--- WHAT YOU WILL DO ---
Transcribe exactly the portion of the listing below that runs from the line containing "the tower spire" through its last line.
[[ STORED DATA open ]]
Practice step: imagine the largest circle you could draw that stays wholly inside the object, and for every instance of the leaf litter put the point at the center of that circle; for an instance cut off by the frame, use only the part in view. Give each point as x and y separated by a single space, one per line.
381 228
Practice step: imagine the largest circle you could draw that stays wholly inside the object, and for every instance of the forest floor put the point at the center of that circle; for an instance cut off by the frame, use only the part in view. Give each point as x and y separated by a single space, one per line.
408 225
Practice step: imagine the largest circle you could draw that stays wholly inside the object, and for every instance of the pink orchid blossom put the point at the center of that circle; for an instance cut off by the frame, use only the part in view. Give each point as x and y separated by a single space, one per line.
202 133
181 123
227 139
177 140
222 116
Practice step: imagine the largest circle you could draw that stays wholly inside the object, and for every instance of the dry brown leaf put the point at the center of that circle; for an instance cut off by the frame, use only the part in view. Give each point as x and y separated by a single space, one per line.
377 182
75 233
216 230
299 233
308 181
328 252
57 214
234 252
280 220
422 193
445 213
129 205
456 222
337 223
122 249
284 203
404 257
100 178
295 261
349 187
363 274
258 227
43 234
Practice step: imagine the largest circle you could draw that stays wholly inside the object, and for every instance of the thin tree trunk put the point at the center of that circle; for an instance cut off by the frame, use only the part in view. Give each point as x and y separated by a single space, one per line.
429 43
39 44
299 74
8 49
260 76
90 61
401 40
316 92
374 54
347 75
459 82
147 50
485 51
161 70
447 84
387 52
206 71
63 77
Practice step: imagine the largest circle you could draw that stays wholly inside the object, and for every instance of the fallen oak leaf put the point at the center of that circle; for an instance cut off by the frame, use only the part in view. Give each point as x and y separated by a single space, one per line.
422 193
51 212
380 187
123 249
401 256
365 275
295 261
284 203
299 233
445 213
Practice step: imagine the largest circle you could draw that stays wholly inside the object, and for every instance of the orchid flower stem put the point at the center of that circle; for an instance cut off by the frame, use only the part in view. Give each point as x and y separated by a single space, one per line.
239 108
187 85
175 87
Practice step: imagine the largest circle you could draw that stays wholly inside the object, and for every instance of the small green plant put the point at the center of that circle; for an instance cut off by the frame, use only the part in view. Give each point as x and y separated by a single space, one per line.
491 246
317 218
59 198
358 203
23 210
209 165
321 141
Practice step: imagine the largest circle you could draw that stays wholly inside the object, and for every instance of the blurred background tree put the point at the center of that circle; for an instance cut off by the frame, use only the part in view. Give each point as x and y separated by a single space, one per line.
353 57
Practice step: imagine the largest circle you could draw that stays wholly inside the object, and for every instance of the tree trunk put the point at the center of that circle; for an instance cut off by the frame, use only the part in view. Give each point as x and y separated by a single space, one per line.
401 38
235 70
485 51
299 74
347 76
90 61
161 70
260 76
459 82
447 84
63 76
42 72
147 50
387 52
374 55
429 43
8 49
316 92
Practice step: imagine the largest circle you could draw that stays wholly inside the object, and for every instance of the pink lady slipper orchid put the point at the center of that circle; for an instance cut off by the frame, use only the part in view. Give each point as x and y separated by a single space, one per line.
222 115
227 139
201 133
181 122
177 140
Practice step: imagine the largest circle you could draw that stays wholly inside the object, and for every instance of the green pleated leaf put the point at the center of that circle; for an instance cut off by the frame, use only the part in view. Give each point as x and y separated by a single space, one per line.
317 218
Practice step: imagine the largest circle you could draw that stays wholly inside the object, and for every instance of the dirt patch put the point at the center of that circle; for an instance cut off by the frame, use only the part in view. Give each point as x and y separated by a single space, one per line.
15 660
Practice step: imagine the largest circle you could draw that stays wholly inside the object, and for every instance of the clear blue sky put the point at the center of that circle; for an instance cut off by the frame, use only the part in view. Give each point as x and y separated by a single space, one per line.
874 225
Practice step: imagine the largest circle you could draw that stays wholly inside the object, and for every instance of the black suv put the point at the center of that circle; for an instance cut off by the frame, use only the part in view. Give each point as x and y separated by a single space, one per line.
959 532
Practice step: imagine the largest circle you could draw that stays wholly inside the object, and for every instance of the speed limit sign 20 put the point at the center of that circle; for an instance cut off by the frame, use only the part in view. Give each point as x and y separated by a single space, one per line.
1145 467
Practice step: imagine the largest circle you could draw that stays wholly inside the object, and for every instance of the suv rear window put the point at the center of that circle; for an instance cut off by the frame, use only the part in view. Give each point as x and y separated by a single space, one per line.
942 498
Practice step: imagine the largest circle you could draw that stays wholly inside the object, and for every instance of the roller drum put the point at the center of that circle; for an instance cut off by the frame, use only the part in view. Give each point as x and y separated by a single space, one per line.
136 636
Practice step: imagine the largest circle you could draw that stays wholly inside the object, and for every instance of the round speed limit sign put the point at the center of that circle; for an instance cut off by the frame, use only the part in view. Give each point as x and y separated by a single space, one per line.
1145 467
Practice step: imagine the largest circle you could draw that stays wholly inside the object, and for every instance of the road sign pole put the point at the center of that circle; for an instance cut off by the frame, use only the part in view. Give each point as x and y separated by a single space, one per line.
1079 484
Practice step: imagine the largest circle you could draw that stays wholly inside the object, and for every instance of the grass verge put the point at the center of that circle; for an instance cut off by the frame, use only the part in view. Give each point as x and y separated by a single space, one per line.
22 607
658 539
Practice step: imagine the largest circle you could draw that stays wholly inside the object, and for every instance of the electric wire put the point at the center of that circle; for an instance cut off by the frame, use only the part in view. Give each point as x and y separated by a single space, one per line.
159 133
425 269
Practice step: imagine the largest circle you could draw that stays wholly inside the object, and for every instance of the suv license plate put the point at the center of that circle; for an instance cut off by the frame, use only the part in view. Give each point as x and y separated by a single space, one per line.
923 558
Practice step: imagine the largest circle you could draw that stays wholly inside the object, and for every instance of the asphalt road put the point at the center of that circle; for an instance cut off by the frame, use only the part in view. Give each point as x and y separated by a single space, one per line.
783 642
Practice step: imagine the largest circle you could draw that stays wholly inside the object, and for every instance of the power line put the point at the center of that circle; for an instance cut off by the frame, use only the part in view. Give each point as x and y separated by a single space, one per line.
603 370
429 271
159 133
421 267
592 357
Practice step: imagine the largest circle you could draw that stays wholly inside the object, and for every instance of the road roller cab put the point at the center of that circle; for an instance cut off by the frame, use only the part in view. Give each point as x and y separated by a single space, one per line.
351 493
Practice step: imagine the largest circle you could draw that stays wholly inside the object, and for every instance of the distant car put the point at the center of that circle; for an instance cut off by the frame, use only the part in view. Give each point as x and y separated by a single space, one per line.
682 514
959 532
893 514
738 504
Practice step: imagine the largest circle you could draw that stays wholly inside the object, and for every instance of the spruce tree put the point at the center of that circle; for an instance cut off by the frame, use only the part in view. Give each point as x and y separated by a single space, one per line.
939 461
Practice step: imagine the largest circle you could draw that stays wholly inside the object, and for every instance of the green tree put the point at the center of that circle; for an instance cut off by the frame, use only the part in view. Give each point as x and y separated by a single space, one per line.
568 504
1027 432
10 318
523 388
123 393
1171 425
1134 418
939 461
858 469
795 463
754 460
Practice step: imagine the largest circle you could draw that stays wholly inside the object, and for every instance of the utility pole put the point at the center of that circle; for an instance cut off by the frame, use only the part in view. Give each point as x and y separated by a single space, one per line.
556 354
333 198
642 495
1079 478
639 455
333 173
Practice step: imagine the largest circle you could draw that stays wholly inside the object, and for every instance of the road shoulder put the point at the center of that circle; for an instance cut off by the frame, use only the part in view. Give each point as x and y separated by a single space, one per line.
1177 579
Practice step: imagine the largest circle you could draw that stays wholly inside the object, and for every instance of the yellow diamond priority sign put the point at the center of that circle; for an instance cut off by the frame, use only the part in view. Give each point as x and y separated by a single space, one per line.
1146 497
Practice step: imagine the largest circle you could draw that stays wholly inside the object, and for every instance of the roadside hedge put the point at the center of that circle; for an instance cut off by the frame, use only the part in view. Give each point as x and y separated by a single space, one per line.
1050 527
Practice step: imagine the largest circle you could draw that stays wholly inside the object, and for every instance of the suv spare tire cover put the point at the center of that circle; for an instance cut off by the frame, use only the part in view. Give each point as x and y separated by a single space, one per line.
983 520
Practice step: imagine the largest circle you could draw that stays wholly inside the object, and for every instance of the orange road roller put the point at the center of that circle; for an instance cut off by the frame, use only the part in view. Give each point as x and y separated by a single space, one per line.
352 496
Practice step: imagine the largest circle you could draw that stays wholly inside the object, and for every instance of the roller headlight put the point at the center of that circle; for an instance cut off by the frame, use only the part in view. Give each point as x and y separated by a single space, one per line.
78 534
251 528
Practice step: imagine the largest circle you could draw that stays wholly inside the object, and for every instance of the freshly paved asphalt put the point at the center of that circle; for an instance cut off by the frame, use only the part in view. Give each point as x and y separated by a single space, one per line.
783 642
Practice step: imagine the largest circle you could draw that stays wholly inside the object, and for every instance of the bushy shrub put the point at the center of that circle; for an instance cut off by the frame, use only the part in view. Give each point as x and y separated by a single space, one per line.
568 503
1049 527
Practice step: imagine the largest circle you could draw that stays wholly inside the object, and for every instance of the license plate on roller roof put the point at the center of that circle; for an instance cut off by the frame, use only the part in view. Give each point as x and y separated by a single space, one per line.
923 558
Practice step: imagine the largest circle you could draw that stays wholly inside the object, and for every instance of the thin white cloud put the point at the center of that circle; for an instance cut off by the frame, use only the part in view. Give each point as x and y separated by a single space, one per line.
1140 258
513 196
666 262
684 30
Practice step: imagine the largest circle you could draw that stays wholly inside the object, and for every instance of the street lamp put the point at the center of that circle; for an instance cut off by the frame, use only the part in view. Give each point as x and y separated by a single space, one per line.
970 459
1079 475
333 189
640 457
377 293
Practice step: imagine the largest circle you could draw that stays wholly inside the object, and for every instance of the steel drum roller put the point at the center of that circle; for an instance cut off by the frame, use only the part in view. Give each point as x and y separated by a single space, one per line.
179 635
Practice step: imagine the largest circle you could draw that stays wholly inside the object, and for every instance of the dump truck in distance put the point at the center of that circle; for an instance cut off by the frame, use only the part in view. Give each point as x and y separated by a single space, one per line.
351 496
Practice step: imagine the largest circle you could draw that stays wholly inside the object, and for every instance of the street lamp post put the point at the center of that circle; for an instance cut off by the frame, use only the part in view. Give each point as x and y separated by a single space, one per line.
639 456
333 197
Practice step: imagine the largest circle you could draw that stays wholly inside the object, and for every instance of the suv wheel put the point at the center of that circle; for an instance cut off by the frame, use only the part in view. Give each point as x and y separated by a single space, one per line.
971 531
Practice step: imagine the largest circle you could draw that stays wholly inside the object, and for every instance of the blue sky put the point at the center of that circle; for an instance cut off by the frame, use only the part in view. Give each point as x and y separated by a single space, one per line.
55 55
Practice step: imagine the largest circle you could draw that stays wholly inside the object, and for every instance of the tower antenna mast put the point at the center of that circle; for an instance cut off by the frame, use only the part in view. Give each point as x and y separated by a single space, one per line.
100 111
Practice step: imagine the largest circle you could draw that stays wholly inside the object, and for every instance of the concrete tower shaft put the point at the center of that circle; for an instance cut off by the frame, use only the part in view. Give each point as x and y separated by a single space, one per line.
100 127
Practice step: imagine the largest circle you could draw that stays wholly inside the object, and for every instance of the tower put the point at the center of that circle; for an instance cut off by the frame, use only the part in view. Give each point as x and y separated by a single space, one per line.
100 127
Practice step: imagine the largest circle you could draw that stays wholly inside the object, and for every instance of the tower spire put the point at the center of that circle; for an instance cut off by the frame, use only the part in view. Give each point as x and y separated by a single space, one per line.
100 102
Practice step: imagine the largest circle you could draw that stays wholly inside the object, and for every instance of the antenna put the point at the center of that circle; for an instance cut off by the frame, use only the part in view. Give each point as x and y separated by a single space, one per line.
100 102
[[ STORED DATA closed ]]
--- SOLUTION BELOW ---
Practice step: imagine the largest circle you could draw that stays wholly inside the object, and for every instance of the tower spire put the point at the center of that circle; for an instance cut off by the frame, use only the part in view. Give each point as x and y separated by a single space, one per line.
100 102
Practice step: imagine the largest circle you could draw that stays wholly inside the object, and for every instance of the antenna put the point at the center of that circle; for an instance cut off by the frame, use only the part in view. Give each point as x and y separated by a single space, one per line.
100 102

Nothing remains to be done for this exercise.